__Text extract__:

And Also Ronak Congratulation For Selecting in Chemistry Olympiad Stage-1 (\ddot\smily) Today I read in Newspaper That You got Selected in it , Great , Once Again Congo Bro :D
And In That Question I Think We have already 9 equation's and We have one more Variable that is : friction , Then We Can Simply Use The Constrained that "Net Relative acceleration along common Tangent is also zero " . So we have 10 equation and 10 variable which can be solved easily (Not So But Yet It can be :D)
And Saketh No I want to say That I checked whether we can use ICR or not , But instead I have Lot of Doubt's in it ! when Sufficient friction is present b/w rods ! when I'am Trying To use IAOR then I got Some Doubt's Can You guys Please clear that ? @Ronak Agarwal @Mvs Saketh
Doubt's :
1) What is ICR of this System ? Since There is Two Point of intersection of Perpendicular Velocity and If we Consider P as ICR then Velocity of 'C' is not not Permissible , And Similarly for 'Q' .

__Exercise objective__: Repeat word for word everything in the forum post above from "And Saketh No" down to "Similarly for 'Q' .".

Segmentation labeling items
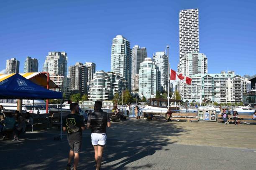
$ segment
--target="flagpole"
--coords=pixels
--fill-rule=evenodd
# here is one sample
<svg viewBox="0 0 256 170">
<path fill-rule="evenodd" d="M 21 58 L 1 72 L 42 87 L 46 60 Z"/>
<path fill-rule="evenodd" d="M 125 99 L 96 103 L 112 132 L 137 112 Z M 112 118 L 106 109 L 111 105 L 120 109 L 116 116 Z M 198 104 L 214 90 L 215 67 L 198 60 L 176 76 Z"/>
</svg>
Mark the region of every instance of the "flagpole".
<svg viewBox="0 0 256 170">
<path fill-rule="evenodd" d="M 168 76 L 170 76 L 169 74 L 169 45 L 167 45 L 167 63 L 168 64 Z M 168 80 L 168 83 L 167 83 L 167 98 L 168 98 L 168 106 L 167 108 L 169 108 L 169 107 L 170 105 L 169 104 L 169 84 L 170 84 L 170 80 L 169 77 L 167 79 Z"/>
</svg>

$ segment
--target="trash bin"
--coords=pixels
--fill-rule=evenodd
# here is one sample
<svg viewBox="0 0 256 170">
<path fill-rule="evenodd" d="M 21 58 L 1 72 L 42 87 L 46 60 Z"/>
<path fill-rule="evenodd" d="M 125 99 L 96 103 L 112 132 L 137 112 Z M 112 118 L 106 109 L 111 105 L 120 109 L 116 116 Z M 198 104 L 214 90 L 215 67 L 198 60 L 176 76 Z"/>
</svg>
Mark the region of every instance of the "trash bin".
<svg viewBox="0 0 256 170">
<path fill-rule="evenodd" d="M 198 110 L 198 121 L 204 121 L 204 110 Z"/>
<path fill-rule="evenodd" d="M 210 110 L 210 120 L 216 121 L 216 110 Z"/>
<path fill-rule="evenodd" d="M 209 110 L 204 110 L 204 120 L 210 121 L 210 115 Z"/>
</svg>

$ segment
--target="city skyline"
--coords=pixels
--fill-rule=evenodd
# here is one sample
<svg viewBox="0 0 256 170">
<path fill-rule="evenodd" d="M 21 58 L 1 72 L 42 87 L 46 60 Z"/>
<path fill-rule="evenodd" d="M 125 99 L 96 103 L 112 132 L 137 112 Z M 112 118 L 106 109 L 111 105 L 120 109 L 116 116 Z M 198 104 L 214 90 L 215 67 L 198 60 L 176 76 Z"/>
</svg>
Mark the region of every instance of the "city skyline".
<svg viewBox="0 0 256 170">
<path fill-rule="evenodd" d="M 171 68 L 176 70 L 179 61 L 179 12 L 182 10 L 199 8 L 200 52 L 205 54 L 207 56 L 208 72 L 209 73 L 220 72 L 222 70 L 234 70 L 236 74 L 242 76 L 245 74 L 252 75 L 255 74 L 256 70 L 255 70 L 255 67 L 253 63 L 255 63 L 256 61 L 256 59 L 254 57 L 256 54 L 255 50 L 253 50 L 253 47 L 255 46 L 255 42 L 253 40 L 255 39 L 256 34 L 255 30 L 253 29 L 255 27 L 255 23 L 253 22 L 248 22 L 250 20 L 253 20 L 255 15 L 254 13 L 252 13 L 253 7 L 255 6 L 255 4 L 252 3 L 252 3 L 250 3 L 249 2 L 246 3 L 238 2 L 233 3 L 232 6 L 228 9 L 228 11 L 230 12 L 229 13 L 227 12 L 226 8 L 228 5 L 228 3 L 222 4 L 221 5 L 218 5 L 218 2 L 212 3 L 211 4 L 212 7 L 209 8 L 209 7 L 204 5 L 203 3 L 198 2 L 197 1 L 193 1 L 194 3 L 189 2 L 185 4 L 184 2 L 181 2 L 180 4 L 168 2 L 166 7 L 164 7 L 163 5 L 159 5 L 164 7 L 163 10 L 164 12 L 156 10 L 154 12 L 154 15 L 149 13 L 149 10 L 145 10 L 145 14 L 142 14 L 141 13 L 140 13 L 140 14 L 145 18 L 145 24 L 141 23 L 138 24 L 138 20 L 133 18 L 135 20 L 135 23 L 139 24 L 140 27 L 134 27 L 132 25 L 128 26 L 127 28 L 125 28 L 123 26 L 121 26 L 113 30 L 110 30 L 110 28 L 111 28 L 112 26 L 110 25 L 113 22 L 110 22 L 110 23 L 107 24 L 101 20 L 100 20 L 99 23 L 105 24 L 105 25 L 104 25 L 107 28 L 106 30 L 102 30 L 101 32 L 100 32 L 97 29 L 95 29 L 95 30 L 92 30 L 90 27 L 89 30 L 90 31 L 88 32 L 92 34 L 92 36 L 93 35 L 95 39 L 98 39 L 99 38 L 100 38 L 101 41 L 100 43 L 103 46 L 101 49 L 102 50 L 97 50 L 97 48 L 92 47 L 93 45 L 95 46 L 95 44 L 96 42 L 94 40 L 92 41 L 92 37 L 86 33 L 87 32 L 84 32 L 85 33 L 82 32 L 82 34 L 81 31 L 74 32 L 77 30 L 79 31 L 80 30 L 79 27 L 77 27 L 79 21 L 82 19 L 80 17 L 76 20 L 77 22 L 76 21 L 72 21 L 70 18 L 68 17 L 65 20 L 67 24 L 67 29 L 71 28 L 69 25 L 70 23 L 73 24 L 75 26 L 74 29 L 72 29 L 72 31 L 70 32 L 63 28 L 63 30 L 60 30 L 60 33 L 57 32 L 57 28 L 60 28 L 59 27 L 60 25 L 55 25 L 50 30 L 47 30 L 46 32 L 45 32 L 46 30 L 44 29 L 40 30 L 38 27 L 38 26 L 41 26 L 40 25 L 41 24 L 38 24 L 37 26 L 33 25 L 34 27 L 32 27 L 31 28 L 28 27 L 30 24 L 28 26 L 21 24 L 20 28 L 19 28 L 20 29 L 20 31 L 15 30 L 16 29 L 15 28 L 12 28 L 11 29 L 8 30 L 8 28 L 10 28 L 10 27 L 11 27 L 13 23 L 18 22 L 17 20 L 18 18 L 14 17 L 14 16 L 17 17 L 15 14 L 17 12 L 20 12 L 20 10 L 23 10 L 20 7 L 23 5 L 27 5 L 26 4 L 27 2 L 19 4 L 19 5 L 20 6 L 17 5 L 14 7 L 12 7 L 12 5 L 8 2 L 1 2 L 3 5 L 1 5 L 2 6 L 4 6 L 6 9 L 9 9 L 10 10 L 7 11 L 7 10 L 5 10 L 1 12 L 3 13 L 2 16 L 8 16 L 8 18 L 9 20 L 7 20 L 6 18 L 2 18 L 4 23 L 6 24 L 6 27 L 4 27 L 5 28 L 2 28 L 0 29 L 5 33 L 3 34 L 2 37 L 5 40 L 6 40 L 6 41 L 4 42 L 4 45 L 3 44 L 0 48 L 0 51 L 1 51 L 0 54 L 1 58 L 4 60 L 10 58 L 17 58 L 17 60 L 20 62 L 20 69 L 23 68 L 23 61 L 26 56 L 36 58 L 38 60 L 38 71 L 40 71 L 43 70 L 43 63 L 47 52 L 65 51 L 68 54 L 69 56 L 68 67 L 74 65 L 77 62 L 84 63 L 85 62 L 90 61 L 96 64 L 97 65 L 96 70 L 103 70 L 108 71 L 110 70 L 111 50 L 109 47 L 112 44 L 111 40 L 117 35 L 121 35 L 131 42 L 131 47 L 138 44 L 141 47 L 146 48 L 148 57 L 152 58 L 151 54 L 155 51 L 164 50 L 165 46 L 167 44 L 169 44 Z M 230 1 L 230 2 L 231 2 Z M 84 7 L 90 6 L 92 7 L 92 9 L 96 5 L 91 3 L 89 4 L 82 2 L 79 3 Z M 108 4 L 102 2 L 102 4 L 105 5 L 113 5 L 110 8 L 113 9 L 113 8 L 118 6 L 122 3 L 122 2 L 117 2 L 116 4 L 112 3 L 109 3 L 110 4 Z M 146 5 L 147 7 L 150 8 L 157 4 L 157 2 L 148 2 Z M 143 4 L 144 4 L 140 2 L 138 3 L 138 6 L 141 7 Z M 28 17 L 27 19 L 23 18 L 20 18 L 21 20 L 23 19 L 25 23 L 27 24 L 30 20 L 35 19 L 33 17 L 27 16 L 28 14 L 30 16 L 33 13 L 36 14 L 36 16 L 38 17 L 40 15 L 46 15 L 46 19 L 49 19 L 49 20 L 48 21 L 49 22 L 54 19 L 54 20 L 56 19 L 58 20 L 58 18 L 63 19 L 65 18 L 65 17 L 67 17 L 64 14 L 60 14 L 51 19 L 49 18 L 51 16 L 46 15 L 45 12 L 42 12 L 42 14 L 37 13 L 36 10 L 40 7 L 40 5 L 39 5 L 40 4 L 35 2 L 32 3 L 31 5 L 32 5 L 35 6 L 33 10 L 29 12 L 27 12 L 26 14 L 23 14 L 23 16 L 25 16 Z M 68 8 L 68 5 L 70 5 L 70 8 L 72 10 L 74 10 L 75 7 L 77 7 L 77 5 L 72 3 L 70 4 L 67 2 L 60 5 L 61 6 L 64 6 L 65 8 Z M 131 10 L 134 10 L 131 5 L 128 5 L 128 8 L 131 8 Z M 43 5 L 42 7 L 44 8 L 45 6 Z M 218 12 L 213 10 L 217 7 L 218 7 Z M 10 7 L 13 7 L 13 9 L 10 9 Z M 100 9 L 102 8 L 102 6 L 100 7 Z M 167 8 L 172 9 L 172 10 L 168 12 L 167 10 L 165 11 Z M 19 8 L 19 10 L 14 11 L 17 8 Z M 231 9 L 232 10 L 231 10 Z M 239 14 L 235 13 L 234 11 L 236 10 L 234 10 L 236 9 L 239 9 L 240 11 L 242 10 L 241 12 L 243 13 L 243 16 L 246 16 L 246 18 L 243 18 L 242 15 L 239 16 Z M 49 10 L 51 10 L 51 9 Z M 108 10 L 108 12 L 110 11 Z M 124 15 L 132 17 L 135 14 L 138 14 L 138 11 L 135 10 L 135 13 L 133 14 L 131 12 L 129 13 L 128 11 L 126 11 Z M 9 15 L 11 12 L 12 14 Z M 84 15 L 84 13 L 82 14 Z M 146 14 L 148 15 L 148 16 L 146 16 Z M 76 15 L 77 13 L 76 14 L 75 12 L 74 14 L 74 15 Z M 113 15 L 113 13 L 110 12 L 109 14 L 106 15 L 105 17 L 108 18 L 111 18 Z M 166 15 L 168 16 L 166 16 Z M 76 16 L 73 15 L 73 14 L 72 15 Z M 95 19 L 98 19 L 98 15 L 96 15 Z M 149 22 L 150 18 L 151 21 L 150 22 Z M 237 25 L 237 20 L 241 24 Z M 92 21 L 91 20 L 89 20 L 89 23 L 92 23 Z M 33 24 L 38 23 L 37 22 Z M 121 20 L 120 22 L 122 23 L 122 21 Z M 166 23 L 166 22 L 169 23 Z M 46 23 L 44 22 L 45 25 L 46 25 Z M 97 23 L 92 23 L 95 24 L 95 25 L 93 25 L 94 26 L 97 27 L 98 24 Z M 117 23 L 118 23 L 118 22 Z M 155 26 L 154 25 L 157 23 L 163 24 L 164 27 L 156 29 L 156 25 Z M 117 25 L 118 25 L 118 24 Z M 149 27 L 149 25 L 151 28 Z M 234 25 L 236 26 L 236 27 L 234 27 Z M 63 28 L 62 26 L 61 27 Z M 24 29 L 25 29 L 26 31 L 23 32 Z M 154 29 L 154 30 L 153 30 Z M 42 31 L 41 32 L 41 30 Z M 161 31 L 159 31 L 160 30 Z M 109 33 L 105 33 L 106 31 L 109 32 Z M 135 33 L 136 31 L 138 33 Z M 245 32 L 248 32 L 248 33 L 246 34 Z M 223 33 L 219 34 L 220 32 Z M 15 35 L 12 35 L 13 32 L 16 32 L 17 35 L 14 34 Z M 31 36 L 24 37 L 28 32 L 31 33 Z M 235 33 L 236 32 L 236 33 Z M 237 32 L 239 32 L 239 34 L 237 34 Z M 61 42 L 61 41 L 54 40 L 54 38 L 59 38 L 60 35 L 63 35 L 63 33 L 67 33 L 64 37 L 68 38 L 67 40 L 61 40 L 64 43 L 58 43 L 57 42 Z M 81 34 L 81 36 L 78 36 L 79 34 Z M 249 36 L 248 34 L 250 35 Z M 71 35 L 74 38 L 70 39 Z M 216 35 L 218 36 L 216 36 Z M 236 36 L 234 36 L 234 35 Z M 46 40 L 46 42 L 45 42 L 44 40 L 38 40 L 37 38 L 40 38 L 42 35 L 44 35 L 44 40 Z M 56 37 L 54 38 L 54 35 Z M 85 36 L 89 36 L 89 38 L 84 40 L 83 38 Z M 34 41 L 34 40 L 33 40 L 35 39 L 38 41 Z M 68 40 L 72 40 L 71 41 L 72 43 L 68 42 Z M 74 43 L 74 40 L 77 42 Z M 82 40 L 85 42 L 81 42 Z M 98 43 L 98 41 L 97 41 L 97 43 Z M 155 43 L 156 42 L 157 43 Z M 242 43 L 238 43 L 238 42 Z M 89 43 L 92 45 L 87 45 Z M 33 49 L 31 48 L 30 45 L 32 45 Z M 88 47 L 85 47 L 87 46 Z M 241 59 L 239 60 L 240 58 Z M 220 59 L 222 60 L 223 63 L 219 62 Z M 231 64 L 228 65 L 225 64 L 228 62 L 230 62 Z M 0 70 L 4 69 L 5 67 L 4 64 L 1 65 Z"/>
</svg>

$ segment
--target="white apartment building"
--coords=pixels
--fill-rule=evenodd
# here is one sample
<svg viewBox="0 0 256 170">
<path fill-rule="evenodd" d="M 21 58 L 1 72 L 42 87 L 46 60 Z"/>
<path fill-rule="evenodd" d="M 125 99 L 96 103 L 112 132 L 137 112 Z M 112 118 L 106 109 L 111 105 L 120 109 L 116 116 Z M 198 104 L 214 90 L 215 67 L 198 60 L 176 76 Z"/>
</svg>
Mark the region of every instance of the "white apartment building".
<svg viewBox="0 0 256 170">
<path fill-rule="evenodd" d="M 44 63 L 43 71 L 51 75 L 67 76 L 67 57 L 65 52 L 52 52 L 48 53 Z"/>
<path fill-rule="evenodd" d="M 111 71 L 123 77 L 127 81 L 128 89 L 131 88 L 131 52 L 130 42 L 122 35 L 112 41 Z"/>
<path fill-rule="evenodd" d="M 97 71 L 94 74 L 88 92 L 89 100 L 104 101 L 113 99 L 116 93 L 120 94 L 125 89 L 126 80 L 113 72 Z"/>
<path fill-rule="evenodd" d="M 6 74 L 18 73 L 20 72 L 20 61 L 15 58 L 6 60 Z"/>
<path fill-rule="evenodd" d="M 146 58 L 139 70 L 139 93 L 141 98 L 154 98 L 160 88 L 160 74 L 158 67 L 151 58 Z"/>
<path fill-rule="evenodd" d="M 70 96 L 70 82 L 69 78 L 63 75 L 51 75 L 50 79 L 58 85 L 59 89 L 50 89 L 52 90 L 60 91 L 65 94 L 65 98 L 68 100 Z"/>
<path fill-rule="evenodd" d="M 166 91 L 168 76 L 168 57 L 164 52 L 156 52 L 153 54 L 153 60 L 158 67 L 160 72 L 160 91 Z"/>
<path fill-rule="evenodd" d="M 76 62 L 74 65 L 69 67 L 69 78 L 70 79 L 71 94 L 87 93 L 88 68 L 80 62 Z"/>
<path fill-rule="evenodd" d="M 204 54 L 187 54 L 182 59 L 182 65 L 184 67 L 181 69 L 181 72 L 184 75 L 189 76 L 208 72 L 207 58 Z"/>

__Exercise answer__:
And Saketh No I want to say That I checked whether we can use ICR or not , But instead I have Lot of Doubt's in it ! when Sufficient friction is present b/w rods ! when I'am Trying To use IAOR then I got Some Doubt's Can You guys Please clear that ? @Ronak Agarwal @Mvs Saketh
Doubt's :
1) What is ICR of this System ? Since There is Two Point of intersection of Perpendicular Velocity and If we Consider P as ICR then Velocity of 'C' is not not Permissible , And Similarly for 'Q' .